>> BEGIN SELECTED EXTRACT

I have been working exclusively with toy instruments for almost a year now, although the title of this post perhaps implies a degree of severity and gravity in this exploration, which, in reality, was never intended, nor ever materialised.

However, the title helpfully alludes to a desire to drag these instruments out from the shadows of their expensive, and expertly-constructed counterparts – thinking less about how a toy piano could imitate a Steinway, and more about how a toy piano could produce sounds that a Steinway could not. To that end, this project aimed to treat these toys as instruments in their own right, separated from the associations they often spawn, in order to discover the individuality they can offer.

Due to the rinky-dink nature of their components, it quickly became the case that most of this individuality stemmed from deficiencies and infirmities in each instrument – the products of slap-dash assembly. In fact, after only a few hours of concentrated use, each instrument began to deteriorate and offer a twinkling pallet of unpredictability with which to paint sound. I thought this was wonderful.

>> END SELECTED EXTRACT

## GIVEN PROBLEM 1:
Can you reproduce part of the toy-instrument post word for word, beginning at the words "I have been" and stopping after "they can offer."?
## GIVEN PROBLEM 2:
Answer these questions from the toy-instrument post:
(a) For how long has the writer worked exclusively with toy instruments?
(b) Which piano maker is named as the toy piano's expensive counterpart?
(c) After how much concentrated use did each instrument begin to deteriorate?
## GIVEN PROBLEM 3:
What comes next in the toy-instrument post? Write a continuation that picks up after its final sentence.

>> BEGIN GIVEN INFORMATION

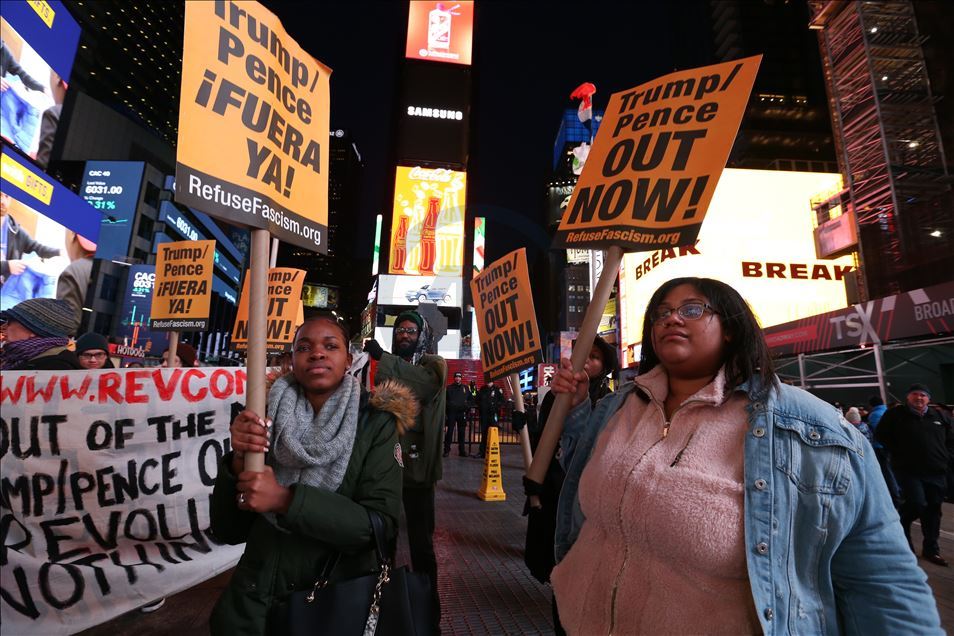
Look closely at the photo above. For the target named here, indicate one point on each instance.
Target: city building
(786, 124)
(886, 116)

>> END GIVEN INFORMATION

## TASK ANSWER 1:
I have been working exclusively with toy instruments for almost a year now, although the title of this post perhaps implies a degree of severity and gravity in this exploration, which, in reality, was never intended, nor ever materialised.

However, the title helpfully alludes to a desire to drag these instruments out from the shadows of their expensive, and expertly-constructed counterparts – thinking less about how a toy piano could imitate a Steinway, and more about how a toy piano could produce sounds that a Steinway could not. To that end, this project aimed to treat these toys as instruments in their own right, separated from the associations they often spawn, in order to discover the individuality they can offer.

## TASK ANSWER 2:
(a) Almost a year.
(b) Steinway.
(c) Only a few hours.

## TASK ANSWER 3:
Therefore, before the instruments could further hasten their demise (and before I was left sifting through a sparkling heap of ash and dust where my disintegrating instruments had once been), I recorded five études for individual instrument groups, alongside a more substantial piece for an extended ensemble. The realisation of the latter piece took place under the watchful ears of Fred White – the independent producer behind Tajdar Junaid’s ‘What Colour is Your Raindrop’. Fred’s work dances and sings, like a spoonful of Chocolate Gâteau after a week of Victoria Sponge.

Working with Fred was great. We both spoke of our disdain for the trend of rendering almost every contemporary recording as an auralisation of the concert experience. We wanted to try something different.

Consequently, our realisations offer little in the way of artificial distance; there’s a coarseness and befuddlement intrinsic to our perception of sound, and we thought it would be a shame to hold this at arm’s length with the addition of reverb and space – particularly while working with the relatively novel sounds produced by the toy instruments. However, offering this closeness and detail to the mix was initially difficult, due to the flimsy, and often very quiet, nature of the noises generated by the ensemble of playthings.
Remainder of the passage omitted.